## Objective:
Reproduce the records word for word, beginning with the line that contains "Could you tag the man's neck" and going on through the line that contains "point(235, 155)", with both of those lines included.
— START OF Material shown —
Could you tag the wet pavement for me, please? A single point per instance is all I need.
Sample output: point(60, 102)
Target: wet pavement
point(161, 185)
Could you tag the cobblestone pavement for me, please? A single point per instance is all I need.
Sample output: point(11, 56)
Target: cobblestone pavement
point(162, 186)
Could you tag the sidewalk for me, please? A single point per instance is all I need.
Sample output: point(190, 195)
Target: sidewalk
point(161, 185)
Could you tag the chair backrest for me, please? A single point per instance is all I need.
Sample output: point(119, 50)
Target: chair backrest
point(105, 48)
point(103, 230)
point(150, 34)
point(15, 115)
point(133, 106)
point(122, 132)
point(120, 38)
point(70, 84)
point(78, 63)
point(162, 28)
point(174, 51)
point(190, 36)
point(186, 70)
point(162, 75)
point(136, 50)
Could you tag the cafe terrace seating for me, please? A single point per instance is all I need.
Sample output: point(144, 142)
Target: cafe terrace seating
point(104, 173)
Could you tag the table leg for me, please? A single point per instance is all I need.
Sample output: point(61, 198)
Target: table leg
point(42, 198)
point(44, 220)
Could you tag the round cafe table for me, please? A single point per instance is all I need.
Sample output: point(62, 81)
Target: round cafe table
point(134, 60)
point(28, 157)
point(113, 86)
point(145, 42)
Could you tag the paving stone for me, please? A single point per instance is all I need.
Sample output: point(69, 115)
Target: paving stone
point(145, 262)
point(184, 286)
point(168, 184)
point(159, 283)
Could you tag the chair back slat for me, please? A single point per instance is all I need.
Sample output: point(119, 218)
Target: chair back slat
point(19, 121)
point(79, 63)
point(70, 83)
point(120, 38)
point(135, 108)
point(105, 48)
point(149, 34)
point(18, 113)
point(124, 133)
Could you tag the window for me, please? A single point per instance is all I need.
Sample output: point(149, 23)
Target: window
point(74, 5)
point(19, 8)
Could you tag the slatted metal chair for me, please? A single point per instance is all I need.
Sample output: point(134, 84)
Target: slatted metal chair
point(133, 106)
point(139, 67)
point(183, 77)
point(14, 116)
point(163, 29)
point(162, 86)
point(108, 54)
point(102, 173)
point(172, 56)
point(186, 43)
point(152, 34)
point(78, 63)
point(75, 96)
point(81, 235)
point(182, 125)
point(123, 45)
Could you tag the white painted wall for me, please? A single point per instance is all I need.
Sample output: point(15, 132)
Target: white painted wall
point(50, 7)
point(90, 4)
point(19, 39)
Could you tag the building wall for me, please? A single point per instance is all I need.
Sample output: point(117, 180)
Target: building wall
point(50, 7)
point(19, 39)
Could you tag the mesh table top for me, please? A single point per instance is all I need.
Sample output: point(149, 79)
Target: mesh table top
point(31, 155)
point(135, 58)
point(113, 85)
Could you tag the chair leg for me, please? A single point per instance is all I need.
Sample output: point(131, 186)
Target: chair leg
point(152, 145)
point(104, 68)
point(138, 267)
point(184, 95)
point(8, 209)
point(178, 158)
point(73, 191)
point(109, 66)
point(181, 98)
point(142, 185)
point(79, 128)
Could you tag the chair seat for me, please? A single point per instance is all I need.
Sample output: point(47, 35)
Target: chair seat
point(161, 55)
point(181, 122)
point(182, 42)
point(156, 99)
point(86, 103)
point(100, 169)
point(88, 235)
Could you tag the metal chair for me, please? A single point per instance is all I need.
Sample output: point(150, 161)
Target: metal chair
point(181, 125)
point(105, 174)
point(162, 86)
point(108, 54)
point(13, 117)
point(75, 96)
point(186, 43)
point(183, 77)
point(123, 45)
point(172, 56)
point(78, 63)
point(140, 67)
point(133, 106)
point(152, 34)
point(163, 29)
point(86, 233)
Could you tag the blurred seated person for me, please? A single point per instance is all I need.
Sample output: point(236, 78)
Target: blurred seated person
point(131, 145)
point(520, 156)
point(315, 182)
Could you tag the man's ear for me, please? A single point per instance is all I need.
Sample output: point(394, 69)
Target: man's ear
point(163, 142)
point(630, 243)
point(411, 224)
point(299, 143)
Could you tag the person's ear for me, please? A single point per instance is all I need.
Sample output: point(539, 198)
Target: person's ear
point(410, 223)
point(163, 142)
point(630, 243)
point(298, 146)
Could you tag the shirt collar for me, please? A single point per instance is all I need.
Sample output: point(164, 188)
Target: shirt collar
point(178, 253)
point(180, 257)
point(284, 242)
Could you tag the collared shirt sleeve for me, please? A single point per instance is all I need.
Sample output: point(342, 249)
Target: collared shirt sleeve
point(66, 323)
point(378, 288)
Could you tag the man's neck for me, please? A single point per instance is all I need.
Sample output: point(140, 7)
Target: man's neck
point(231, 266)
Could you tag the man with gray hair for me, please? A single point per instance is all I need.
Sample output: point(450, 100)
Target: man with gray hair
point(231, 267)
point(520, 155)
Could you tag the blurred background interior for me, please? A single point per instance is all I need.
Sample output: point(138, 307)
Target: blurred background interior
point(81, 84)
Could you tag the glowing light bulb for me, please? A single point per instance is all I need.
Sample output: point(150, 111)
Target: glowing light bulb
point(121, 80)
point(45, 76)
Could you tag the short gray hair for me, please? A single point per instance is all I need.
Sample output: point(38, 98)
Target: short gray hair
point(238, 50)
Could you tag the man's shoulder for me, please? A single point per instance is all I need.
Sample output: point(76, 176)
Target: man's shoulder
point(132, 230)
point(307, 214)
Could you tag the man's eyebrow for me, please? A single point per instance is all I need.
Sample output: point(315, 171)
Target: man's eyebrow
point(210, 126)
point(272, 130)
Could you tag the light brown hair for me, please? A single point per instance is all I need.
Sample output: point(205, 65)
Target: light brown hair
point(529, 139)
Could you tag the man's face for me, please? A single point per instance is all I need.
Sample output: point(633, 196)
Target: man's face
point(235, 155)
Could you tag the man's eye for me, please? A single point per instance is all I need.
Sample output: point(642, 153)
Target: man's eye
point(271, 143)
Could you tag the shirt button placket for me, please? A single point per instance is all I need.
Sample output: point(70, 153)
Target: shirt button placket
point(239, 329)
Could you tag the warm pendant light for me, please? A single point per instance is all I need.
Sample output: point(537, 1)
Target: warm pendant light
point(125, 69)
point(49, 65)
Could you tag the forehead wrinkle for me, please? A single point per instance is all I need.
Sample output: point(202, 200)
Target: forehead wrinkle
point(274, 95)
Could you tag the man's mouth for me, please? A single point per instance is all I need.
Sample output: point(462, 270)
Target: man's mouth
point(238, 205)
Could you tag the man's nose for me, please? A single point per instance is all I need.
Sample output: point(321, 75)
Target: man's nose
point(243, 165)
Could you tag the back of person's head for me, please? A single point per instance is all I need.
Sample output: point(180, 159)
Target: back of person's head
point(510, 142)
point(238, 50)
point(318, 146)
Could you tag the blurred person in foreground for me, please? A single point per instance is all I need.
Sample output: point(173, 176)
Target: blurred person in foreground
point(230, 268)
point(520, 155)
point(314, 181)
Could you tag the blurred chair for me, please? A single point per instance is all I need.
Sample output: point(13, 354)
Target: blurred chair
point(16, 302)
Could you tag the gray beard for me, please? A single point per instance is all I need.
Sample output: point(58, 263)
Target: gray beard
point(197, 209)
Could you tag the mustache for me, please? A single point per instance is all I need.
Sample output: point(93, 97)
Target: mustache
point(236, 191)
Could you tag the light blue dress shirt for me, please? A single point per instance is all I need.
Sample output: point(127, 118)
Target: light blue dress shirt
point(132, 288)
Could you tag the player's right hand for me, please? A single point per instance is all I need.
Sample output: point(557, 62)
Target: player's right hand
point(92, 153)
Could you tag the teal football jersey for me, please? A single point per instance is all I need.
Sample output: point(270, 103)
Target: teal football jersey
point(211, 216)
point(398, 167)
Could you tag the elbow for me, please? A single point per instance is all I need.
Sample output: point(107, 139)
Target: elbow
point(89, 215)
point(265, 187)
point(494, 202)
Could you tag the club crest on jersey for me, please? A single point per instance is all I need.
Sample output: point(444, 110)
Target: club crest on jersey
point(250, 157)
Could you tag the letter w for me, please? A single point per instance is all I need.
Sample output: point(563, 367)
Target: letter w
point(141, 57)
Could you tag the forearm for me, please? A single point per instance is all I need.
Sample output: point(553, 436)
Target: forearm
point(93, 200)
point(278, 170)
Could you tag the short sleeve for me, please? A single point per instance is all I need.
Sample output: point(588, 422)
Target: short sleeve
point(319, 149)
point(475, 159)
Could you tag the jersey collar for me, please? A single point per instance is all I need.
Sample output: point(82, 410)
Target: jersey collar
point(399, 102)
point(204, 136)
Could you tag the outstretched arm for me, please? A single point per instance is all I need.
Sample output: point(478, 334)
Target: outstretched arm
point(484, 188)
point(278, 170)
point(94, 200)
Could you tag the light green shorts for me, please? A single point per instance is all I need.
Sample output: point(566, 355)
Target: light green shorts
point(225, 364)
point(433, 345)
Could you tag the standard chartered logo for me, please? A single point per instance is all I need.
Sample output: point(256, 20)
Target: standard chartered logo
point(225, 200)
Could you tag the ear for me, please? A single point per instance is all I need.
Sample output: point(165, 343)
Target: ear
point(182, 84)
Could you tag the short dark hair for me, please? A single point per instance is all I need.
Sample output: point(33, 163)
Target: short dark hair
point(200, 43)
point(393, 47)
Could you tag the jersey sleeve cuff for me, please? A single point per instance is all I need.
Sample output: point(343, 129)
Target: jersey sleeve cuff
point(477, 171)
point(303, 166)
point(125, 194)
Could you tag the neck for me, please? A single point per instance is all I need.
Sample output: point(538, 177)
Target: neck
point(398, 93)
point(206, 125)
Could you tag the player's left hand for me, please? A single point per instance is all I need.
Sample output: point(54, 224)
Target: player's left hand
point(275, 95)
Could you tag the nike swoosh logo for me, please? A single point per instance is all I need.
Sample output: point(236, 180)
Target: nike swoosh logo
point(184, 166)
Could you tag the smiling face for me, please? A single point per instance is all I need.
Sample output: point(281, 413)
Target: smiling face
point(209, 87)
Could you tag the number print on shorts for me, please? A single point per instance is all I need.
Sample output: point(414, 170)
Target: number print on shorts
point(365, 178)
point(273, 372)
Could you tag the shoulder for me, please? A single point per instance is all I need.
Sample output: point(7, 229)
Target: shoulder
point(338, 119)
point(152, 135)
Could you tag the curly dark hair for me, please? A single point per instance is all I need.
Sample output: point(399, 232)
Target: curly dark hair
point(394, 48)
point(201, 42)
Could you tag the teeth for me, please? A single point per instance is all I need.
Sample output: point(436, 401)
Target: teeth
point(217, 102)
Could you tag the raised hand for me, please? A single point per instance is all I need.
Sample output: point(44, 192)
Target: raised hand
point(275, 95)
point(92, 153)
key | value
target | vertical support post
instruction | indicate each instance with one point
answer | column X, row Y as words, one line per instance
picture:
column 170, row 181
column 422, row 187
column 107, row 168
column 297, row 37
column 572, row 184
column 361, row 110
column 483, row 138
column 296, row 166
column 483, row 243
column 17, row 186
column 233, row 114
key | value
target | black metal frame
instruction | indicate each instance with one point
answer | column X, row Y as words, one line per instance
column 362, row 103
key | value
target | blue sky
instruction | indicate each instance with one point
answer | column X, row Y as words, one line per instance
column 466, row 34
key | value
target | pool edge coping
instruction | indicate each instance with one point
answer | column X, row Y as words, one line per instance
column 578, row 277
— END OF Material shown —
## Worked solution:
Could you tag the man's neck for me, please? A single point per instance is all I need.
Sample output: point(140, 7)
Target: man's neck
point(231, 266)
Could you tag the man with gray hair for me, please? A single point per instance is all I need.
Sample output: point(450, 100)
Target: man with gray hair
point(231, 267)
point(520, 155)
Could you tag the blurred background interior for me, please? A single point per instance is all I need.
Sample output: point(138, 307)
Target: blurred background interior
point(81, 84)
Could you tag the glowing light bulb for me, please? A single point per instance is all I need.
Sample output: point(150, 111)
Target: glowing light bulb
point(121, 80)
point(45, 76)
Could you tag the short gray hair for me, please? A single point per instance is all I need.
Sample output: point(38, 98)
Target: short gray hair
point(238, 50)
Could you tag the man's shoulder for me, please? A single point per instance is all I need.
Sample output: point(76, 176)
Target: man's shoulder
point(132, 230)
point(307, 214)
Could you tag the man's eyebrow for me, please? A single point per instance is all I need.
Sample output: point(315, 171)
Target: man's eyebrow
point(210, 126)
point(272, 130)
Could you tag the light brown hair for me, please? A single point per instance is all I need.
Sample output: point(205, 65)
Target: light brown hair
point(529, 139)
Could you tag the man's face for me, please? A single point per instance is all I need.
Sample output: point(633, 196)
Target: man's face
point(235, 155)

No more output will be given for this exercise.